What follows is a listing; give it again exactly, in its entirety.

AVAILABLE DATA: Begin

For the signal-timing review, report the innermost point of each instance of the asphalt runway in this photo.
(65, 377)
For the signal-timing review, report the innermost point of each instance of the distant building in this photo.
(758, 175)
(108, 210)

AVAILABLE DATA: End

*TASK RESULT*.
For the signal-timing review, report the innermost point of each instance of the asphalt runway in this photo.
(65, 377)
For the signal-timing review, report the innermost point of each instance of the distant building in this photo.
(758, 175)
(108, 210)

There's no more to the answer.